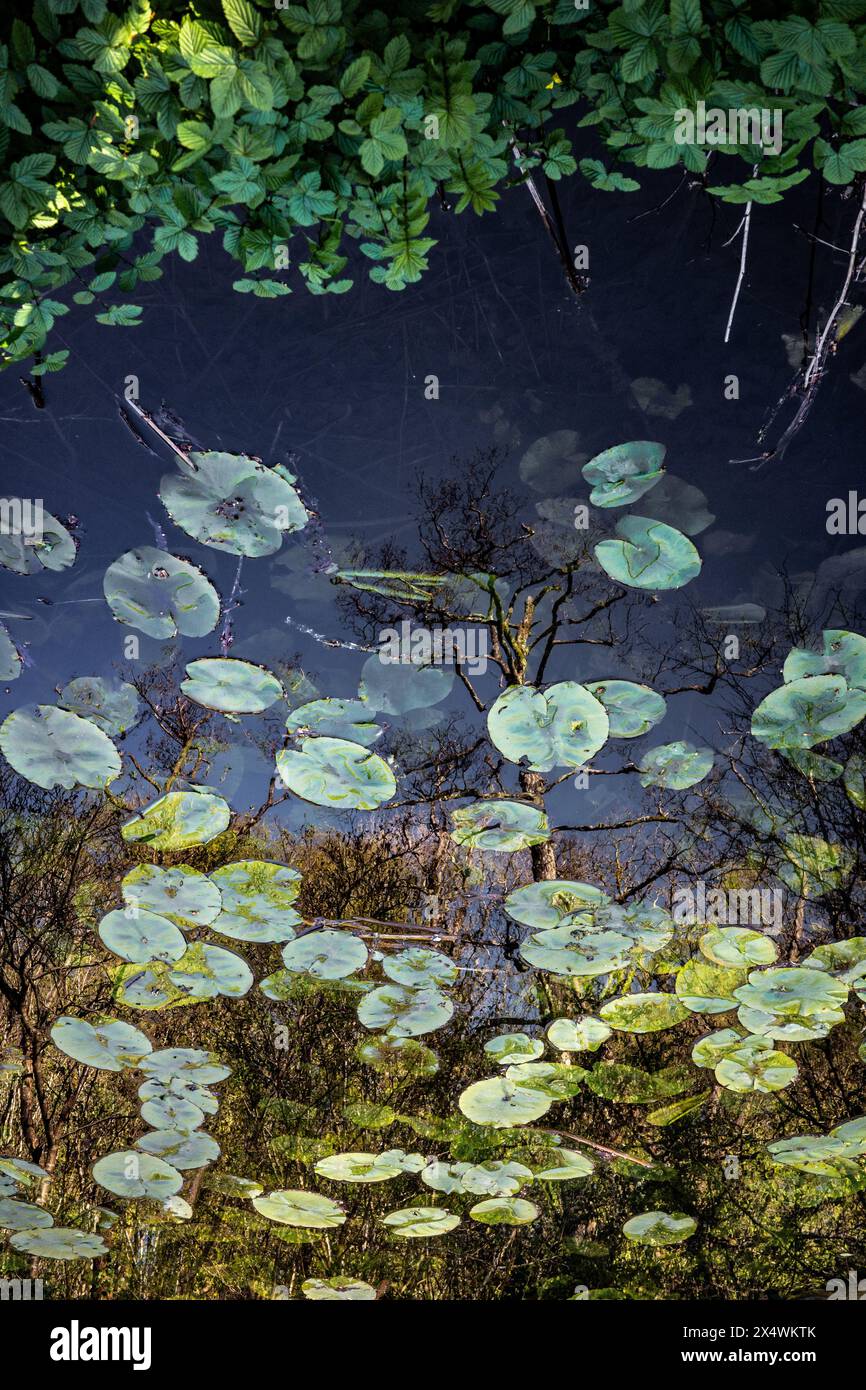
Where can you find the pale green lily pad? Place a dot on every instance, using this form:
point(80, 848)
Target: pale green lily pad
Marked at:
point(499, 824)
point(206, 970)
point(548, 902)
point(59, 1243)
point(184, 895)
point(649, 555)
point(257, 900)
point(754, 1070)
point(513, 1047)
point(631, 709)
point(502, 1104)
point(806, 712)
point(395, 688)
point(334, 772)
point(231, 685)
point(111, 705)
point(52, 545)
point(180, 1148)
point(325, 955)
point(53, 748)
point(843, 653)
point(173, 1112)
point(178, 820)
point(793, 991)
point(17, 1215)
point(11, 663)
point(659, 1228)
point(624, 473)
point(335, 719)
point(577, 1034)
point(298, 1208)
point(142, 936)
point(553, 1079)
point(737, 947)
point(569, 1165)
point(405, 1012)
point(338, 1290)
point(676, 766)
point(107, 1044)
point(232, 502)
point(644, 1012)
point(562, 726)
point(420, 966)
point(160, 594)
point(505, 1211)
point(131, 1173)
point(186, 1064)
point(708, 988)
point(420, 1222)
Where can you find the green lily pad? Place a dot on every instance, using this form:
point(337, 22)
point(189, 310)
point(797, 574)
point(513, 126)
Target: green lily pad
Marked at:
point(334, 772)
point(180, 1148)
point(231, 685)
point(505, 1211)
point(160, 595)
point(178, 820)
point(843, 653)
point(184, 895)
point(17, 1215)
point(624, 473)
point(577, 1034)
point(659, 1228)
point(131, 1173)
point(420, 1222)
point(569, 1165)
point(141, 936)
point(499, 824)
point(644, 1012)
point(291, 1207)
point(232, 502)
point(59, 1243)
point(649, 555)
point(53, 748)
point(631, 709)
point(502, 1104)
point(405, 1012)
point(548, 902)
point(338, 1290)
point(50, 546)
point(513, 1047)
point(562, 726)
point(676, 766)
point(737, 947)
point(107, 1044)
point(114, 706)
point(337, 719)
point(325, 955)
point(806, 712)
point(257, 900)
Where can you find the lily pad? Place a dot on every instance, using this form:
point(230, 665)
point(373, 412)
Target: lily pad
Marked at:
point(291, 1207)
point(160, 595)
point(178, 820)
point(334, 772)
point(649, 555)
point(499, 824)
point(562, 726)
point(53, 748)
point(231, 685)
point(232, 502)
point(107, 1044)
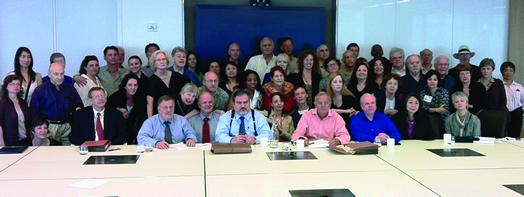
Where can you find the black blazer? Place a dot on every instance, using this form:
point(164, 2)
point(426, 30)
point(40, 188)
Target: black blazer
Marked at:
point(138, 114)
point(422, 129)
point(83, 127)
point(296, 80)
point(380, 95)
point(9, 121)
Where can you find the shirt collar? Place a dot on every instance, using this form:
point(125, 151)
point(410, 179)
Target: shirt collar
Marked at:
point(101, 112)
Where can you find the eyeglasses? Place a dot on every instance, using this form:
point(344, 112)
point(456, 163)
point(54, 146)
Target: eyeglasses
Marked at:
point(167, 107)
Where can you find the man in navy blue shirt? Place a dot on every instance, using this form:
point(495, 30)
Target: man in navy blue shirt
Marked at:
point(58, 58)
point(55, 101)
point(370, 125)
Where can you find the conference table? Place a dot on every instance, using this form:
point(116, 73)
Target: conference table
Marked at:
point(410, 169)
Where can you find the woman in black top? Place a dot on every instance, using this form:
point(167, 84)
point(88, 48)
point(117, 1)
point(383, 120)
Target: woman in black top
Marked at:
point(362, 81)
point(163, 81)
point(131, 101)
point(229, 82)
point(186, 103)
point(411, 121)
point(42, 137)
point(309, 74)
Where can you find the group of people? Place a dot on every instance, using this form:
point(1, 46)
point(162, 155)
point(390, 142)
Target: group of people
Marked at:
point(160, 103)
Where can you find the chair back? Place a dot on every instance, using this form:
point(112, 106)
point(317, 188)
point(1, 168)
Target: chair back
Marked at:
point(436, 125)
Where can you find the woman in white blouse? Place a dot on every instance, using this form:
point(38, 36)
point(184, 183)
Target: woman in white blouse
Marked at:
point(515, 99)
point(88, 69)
########################################
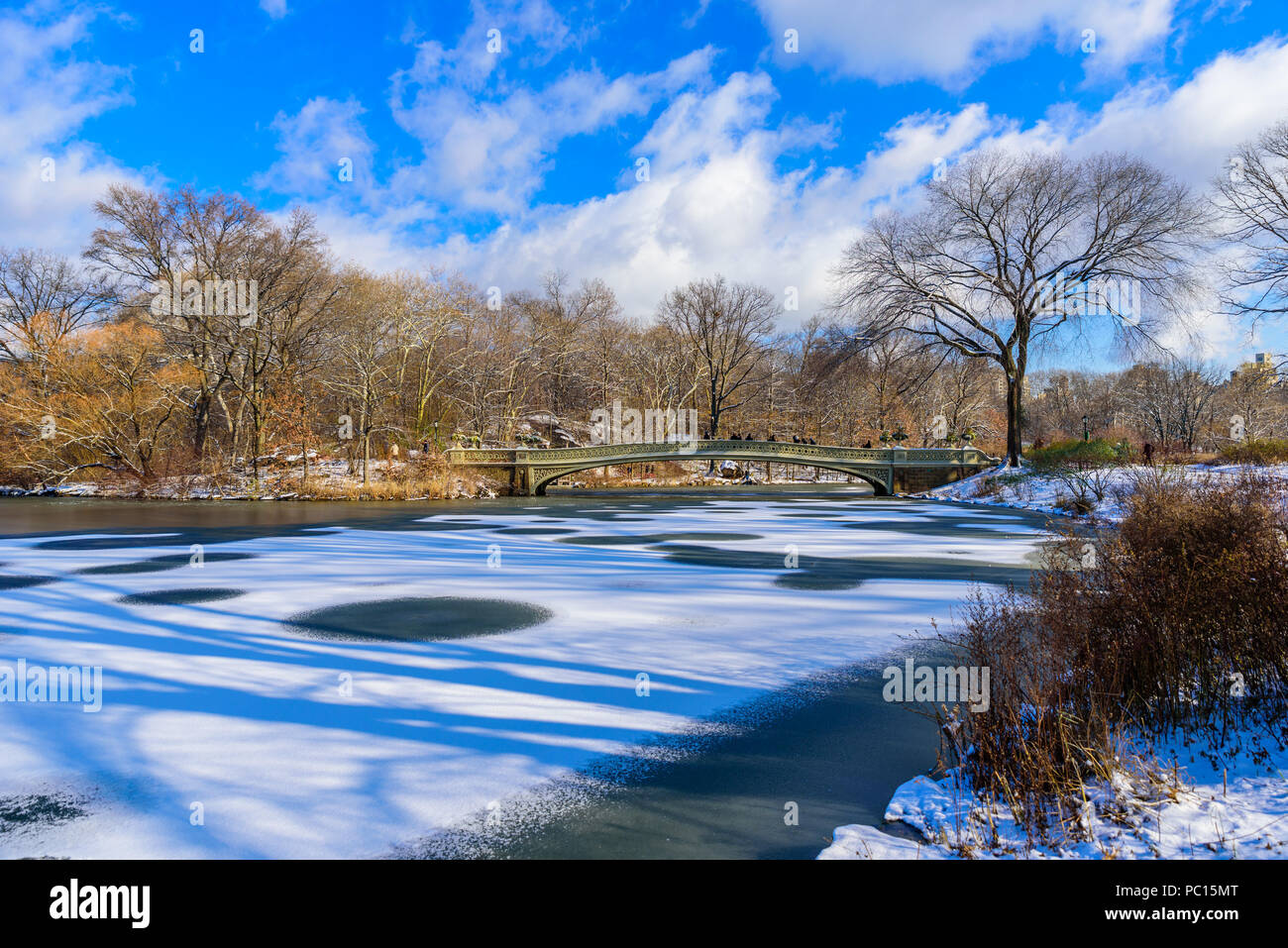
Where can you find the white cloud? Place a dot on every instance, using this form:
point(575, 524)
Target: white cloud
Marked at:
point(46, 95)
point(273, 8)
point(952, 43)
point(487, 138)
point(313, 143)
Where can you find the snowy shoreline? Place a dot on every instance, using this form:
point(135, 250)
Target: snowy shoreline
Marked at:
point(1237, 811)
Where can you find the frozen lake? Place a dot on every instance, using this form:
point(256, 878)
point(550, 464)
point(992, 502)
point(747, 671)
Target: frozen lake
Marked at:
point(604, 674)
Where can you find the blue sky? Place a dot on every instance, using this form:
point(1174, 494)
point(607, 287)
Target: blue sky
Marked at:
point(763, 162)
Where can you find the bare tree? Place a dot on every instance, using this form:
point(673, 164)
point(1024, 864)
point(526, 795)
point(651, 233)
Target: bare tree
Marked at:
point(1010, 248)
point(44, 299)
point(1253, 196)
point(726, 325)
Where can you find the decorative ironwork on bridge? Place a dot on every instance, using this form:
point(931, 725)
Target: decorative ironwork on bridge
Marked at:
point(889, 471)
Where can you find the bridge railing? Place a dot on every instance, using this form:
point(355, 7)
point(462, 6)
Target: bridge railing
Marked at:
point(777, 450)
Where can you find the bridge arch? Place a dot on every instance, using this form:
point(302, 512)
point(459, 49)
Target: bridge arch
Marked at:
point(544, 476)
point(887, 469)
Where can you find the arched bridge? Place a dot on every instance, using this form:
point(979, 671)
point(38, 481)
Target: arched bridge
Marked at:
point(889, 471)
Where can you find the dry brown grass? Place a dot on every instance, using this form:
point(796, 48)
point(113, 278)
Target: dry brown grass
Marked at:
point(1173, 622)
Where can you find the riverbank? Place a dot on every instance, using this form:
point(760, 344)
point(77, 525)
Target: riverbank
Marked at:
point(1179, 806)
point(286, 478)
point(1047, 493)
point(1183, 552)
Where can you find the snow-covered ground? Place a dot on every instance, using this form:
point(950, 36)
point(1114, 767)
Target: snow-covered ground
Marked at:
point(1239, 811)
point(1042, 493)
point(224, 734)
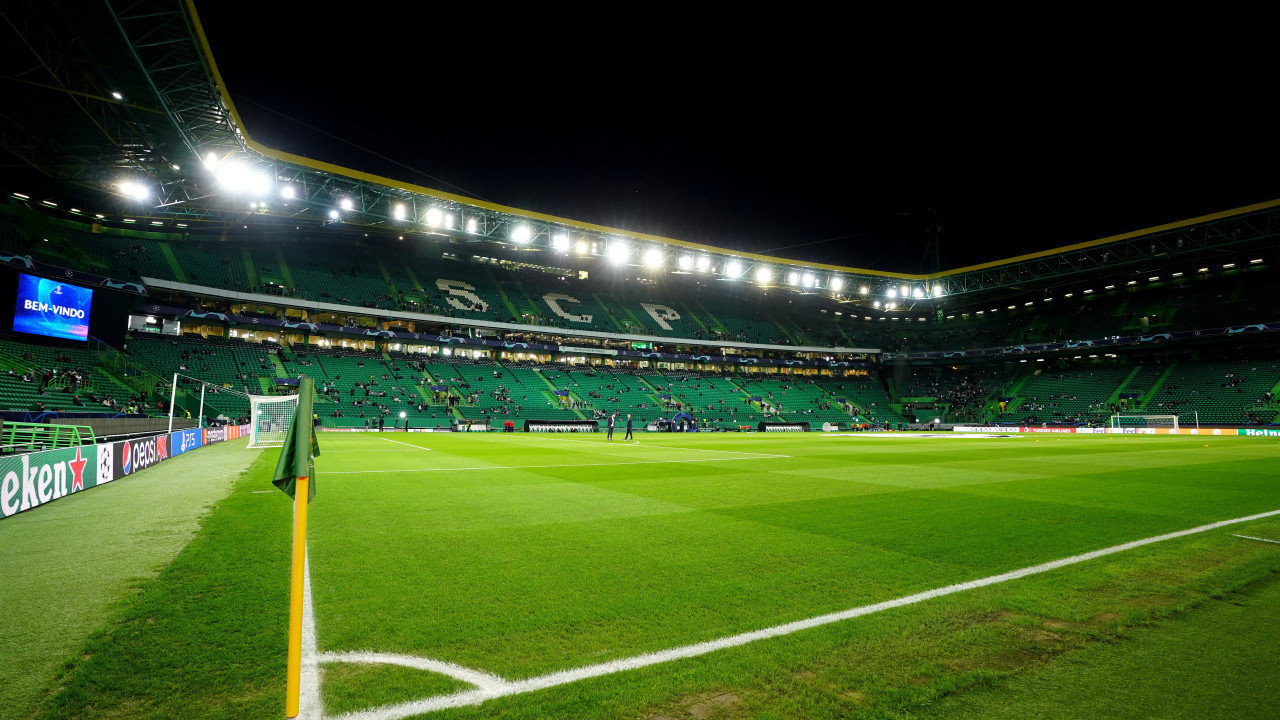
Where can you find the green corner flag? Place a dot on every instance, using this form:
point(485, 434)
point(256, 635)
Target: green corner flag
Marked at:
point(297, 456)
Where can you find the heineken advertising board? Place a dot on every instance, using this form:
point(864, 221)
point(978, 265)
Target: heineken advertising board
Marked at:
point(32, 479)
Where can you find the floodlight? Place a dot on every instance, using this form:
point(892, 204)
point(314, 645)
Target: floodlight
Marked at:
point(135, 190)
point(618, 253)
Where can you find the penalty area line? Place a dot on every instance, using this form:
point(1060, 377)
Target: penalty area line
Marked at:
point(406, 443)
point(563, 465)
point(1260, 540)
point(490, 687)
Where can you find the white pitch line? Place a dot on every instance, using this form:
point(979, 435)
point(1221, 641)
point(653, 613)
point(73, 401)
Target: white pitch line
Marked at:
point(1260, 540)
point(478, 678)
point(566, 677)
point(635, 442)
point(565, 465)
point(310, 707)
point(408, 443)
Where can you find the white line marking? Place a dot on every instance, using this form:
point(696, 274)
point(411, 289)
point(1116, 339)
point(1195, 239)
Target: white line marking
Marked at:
########################################
Assignment: Return only the count of lines in the listing above that hold the string "pitch".

Worked solution: 2